*EXTRACTED RECORDS*
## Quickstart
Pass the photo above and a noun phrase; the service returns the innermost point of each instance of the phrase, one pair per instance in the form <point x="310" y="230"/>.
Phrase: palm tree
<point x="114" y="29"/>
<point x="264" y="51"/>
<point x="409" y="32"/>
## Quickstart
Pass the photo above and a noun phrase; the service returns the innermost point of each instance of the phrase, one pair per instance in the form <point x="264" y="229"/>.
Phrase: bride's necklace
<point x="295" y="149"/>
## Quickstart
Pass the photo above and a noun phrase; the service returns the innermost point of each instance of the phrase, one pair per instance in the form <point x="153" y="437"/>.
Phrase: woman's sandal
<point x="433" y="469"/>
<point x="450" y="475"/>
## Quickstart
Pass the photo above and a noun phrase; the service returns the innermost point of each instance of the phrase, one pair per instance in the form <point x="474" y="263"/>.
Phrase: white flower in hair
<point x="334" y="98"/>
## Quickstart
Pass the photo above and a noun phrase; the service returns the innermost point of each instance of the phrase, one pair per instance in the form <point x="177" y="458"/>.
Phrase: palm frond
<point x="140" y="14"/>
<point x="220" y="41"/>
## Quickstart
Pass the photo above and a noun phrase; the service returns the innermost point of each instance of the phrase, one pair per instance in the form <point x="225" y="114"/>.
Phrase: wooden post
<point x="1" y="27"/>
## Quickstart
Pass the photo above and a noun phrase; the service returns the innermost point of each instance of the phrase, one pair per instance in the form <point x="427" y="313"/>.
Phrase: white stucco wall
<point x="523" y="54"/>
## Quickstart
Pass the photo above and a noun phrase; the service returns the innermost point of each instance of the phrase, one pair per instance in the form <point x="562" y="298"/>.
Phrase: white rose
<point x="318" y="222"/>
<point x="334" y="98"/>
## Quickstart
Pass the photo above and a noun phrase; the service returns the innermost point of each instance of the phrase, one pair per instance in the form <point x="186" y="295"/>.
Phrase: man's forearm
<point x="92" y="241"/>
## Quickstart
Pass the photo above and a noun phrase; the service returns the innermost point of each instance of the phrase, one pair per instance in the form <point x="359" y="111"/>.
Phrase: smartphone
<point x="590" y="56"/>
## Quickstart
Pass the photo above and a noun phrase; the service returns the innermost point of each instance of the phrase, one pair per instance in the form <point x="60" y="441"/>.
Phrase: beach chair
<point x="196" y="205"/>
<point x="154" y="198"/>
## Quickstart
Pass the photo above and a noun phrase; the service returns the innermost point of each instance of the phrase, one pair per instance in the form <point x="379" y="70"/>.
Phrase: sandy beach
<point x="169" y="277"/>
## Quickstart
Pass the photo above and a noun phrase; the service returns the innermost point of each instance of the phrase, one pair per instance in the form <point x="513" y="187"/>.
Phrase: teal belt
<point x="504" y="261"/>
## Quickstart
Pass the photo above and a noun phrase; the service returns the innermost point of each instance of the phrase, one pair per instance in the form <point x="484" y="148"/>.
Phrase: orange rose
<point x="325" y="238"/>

*WORK INSTRUCTIONS*
From the first record to the last, print each one exactly.

*WRITTEN REPLY*
## Quickstart
Pass the photo above and a noun phrase; the service returns the innermost point of each instance of the phrase, one pair per instance in the form <point x="310" y="230"/>.
Phrase: palm tree
<point x="114" y="29"/>
<point x="264" y="51"/>
<point x="409" y="32"/>
## Quickstart
Pass the photo above and a noun phrase; the service returns the innermost point of each instance of the phrase, one pair per instance in the form <point x="264" y="229"/>.
Phrase: bride's necklace
<point x="295" y="149"/>
## Quickstart
Pass the photo above and a noun phrase; the service returns the innermost point of each instance of the phrase, one pair per instance in the form <point x="153" y="437"/>.
Phrase: woman's sandal
<point x="433" y="469"/>
<point x="450" y="475"/>
## Quickstart
Pass the photo above and a noun phrase; the service returns the innermost point of each instance of the phrase, one pair per instance in the form <point x="474" y="263"/>.
Phrase: white flower in hair
<point x="334" y="98"/>
## Quickstart
Pass the photo above and a noun phrase; the service returns the innermost point of each instance of the phrase, one pair per instance in the form <point x="177" y="458"/>.
Phrase: palm frond
<point x="140" y="14"/>
<point x="220" y="41"/>
## Quickstart
Pass the photo above and a noun phrase; the service returns the innermost point of each instance of the phrase, one pair per instance in the form <point x="225" y="114"/>.
Phrase: wooden post
<point x="1" y="27"/>
## Quickstart
Pass the photo above and a noun phrase; the service returns the innermost point of each instance of the phrase, one pair per instance in the form <point x="427" y="313"/>.
Phrase: white stucco wall
<point x="523" y="54"/>
## Quickstart
Pass the photo above and a noun phrase; the service returns the innermost point of each instance of the phrase, one pair per instance in the form <point x="562" y="298"/>.
Phrase: white rose
<point x="318" y="222"/>
<point x="334" y="98"/>
## Quickstart
Pass the photo above and a noun phrase; the service returns the innermost point of each instance of the phrase, one pair per instance in the form <point x="186" y="295"/>.
Phrase: man's forearm
<point x="92" y="241"/>
## Quickstart
Pass the photo above and a noun phrase; the service returns the innermost point of each instance of the phrase, one pair per instance in the form <point x="359" y="111"/>.
Phrase: smartphone
<point x="590" y="56"/>
## Quickstart
Pass the photo above and a noun phrase; the service returns the innermost point of each instance of the phrase, one pair per instance in the form <point x="60" y="441"/>.
Phrase: beach chair
<point x="196" y="205"/>
<point x="154" y="198"/>
## Quickstart
Pass the photo above and a noun phrase; the service returns the innermost point of each instance of the phrase, one pair per instance in the form <point x="379" y="70"/>.
Phrase: sandy beach
<point x="169" y="277"/>
## Quickstart
Pass the photo above and a noun phrase; the service returns the innermost point of each instance of the phrase, one pair per instance in the form <point x="513" y="187"/>.
Phrase: teal belt
<point x="504" y="261"/>
## Quickstart
Pass the photo above and a noun phrase; the service returns the innermost point of each instance of the phrase, one pair per instance in the form <point x="484" y="148"/>.
Phrase: orange rose
<point x="325" y="238"/>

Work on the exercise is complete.